### Document text:
================

These days, the place where the Mediterranean and the Atlantic meet is only through the Strait of Gibraltar, but about 8 million years ago there were actually two straits and an archipelago of islands.
On the one hand, there was a southern corridor and another narrow one in what is now the Guadalquivir basin. This was explained by Francisco Javier Rodríguez Tovar, a professor of palaeontology at the University of Granada (UGR).
He has been contributing to a project of the International Ocean Discovery Program, which seeks to understand the tectonic evolution and closure progressive of the Strait of Gibraltar and the impact that this has had on the Mediterranean Sea, on marine circulation with the Atlantic and on the global climate.
To this end, a group of scientists aboard the American ship Joides Resolution participated in Expedition 401 of the Investigating Miocene Mediterranean-Atlantic Gateway Exchange (IMMAGE) project from December 11, 2023, to February 9, 2024, to investigate the evolution of the Strait of Gibraltar and the Subbetic and Riffian Straits starting 8 million years ago.
The scientific mission has brought together 27 scientists from around the world on the oceanographic vessel, and during their two months navigating around these waters, the program carried out a series of deep sea surveys on both sides of the Strait of Gibraltar, one off the coast of Portugal, another off Cádiz and the third in the Alboran Sea, near Marbella.
Furthermore, in the coming years two, more surveys will be carried out in what were the ancient straits and which today are buried by several hundred metres of sediments, one of them in the Guadalquivir basin, west of Seville, and another in northern Morocco.
Both these connections were gradually closed due to the tectonic uplift of the Betic mountain range in Andalucía and the Rif mountain range in Morocco between 5.5 and 6 million years ago.

================

### Data extract:
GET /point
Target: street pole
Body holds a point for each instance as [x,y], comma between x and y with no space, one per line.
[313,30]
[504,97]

================

### Things to do:
a: Please copy the stretch from "The scientific mission" through "Sea, near Marbella." in the Gibraltar straits text word for word.
b: List each survey location that the Gibraltar straits text names, whether the survey has been carried out or is still planned.

### Outputs by task:
a:
The scientific mission has brought together 27 scientists from around the world on the oceanographic vessel, and during their two months navigating around these waters, the program carried out a series of deep sea surveys on both sides of the Strait of Gibraltar, one off the coast of Portugal, another off Cádiz and the third in the Alboran Sea, near Marbella.

b:
- Off the coast of Portugal
- Off Cádiz
- The Alboran Sea, near Marbella
- The Guadalquivir basin, west of Seville
- Northern Morocco